:: Record excerpts
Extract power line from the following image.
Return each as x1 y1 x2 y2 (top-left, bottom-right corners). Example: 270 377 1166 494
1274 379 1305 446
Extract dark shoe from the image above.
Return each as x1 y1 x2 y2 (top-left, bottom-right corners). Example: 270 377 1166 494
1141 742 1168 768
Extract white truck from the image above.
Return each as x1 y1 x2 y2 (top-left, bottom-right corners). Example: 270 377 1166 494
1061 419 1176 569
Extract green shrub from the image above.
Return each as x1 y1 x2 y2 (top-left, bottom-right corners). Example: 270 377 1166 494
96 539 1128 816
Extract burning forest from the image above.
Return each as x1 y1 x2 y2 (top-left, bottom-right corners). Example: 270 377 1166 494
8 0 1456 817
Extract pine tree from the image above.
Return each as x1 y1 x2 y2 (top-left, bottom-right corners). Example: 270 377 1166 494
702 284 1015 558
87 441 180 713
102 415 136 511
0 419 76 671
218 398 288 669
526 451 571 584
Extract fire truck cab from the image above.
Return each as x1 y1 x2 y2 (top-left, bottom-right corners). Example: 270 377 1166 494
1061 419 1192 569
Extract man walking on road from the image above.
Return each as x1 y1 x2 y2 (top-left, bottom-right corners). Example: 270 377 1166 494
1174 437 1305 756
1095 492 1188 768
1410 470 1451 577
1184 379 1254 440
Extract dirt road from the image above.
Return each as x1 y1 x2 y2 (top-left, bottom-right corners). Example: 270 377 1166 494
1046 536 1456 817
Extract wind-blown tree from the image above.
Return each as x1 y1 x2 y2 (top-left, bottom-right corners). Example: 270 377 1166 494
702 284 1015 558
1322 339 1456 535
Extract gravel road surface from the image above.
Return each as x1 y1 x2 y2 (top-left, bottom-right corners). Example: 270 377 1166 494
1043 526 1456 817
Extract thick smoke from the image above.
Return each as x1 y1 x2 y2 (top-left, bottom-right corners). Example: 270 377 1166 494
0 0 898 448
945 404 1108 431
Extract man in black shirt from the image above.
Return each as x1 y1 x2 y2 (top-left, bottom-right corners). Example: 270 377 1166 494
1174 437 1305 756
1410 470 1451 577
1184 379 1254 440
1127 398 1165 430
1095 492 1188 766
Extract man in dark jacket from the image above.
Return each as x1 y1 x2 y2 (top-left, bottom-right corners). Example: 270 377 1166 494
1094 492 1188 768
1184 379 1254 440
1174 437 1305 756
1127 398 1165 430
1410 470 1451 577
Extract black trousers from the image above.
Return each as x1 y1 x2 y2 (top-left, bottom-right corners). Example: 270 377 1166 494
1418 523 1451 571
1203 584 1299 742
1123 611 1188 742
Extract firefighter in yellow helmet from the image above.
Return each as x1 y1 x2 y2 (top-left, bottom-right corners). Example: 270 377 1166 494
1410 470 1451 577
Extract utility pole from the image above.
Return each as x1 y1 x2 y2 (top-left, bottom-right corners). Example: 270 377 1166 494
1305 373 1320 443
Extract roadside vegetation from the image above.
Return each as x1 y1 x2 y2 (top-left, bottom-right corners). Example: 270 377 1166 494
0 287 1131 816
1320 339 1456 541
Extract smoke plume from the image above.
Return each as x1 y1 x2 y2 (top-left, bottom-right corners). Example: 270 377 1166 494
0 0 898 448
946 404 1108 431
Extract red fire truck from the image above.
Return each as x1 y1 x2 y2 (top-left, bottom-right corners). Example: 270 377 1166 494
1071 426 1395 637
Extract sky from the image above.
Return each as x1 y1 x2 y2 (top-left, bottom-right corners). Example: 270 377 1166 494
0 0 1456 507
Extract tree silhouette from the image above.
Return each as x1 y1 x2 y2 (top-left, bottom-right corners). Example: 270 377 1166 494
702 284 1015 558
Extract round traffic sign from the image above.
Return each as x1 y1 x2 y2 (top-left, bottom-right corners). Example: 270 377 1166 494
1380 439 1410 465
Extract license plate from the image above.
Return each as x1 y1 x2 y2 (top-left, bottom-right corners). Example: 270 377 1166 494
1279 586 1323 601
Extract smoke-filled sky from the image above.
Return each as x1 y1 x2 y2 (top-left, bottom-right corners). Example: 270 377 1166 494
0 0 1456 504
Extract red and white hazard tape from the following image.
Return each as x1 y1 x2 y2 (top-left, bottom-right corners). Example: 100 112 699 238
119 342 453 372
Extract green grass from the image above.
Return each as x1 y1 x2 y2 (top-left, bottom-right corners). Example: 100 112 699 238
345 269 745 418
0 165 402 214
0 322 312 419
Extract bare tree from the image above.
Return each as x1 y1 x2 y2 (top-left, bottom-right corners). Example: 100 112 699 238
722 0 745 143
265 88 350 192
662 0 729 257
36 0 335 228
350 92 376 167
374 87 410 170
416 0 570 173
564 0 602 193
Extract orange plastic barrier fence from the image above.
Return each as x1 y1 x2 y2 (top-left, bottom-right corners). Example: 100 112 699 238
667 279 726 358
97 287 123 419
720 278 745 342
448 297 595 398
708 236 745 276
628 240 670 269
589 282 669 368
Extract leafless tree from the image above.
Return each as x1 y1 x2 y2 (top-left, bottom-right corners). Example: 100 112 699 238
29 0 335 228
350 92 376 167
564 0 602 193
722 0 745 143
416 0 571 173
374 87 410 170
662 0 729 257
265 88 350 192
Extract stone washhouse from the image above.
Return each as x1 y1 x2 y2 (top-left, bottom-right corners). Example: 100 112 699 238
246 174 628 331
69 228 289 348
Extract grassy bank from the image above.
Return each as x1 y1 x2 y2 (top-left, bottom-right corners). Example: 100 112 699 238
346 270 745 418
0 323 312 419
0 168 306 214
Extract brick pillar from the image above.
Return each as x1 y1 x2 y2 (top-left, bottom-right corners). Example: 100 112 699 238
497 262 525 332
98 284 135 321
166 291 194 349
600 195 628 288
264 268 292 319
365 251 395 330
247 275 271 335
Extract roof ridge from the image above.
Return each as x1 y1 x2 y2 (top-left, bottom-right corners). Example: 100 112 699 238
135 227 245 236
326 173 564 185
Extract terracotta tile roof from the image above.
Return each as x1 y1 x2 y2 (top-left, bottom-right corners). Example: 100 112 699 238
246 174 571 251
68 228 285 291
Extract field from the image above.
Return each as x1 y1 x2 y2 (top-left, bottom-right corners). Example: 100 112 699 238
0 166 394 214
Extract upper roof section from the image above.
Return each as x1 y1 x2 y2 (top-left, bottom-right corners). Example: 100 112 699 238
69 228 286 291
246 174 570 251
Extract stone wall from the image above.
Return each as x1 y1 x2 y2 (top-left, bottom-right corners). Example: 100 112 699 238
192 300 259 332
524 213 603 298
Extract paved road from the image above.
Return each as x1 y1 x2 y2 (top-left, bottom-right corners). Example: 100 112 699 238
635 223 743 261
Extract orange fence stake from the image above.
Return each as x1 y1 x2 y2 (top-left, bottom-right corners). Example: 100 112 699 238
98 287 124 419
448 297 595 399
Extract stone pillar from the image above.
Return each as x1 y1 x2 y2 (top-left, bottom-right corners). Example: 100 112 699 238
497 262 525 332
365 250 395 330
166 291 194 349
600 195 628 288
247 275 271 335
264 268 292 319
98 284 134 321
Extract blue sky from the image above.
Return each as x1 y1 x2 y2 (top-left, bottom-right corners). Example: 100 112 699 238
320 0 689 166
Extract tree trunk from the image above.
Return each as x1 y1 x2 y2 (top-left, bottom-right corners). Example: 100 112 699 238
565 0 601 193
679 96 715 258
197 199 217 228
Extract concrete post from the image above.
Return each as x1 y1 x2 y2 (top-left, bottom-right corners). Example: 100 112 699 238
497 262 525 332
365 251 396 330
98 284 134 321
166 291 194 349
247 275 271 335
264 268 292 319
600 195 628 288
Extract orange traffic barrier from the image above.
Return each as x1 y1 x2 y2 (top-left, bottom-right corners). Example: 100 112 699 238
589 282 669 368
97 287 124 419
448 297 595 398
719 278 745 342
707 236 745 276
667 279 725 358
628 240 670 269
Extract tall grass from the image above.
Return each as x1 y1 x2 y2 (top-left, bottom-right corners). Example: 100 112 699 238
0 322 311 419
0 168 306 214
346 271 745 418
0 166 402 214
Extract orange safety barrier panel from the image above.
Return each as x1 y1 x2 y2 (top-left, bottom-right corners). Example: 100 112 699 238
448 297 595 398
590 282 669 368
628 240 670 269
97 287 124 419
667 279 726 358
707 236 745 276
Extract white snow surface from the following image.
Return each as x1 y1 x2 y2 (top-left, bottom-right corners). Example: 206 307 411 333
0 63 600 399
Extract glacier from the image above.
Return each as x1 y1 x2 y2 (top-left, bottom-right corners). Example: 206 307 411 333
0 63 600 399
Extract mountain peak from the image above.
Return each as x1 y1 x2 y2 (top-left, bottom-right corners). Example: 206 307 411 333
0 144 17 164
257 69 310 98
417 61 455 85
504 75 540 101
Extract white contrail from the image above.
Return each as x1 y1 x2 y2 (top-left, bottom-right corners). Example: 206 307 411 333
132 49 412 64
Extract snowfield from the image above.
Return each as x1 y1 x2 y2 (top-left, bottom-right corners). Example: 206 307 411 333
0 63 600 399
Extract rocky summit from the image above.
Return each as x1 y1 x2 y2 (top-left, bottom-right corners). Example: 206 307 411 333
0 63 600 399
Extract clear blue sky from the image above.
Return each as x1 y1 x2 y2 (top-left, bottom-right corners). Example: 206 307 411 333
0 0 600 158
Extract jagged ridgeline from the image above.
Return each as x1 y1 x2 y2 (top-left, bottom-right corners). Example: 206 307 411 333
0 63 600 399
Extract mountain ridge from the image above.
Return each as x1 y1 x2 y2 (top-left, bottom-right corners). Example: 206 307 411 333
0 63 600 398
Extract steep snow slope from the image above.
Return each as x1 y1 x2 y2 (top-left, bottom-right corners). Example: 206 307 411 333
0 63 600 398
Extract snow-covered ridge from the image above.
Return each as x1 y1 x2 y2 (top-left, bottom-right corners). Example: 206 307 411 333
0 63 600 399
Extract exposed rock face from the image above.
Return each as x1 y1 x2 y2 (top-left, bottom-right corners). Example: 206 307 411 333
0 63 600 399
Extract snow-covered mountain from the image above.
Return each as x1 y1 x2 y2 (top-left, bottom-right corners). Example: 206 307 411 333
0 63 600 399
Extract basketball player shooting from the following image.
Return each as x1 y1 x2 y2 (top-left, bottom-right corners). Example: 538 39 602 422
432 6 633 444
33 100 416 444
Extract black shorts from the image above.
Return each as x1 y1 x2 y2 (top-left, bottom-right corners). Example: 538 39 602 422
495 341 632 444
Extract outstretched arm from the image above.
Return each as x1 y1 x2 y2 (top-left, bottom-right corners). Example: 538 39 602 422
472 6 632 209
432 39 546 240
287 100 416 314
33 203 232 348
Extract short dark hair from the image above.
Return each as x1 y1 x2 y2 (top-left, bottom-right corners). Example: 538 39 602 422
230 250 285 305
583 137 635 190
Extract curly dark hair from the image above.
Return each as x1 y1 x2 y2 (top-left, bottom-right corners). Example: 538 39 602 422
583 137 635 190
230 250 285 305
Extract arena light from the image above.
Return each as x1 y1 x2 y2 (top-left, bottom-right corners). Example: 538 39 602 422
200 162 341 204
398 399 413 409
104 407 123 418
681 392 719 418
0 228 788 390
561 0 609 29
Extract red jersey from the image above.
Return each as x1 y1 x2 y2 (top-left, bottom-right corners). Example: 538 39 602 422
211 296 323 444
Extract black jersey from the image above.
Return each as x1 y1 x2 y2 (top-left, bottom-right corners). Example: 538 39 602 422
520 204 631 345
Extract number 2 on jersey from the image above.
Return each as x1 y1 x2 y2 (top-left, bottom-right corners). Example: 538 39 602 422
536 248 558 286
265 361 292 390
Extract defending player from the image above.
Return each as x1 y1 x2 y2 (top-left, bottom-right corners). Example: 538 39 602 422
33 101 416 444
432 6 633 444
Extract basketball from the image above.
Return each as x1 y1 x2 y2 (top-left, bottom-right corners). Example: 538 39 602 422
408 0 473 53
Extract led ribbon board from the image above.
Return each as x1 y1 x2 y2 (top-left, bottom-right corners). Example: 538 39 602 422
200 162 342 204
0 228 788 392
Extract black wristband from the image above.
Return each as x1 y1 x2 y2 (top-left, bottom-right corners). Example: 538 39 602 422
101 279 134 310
::::
Copy the items from the very beginning through the line that contains "1141 742 1168 768", substituting "black boot" for "dark shoe" and leaving everything else unchanged.

The response =>
Extract power line from the following image.
Return each as x1 y1 x2 y2 (top-left, bottom-right corners). Example: 270 377 1166 494
1274 379 1305 446
Extract black boot from the image above.
Return each as x1 y1 x2 y2 (top-left, bottom-right corners). Example: 270 377 1166 494
1141 742 1168 768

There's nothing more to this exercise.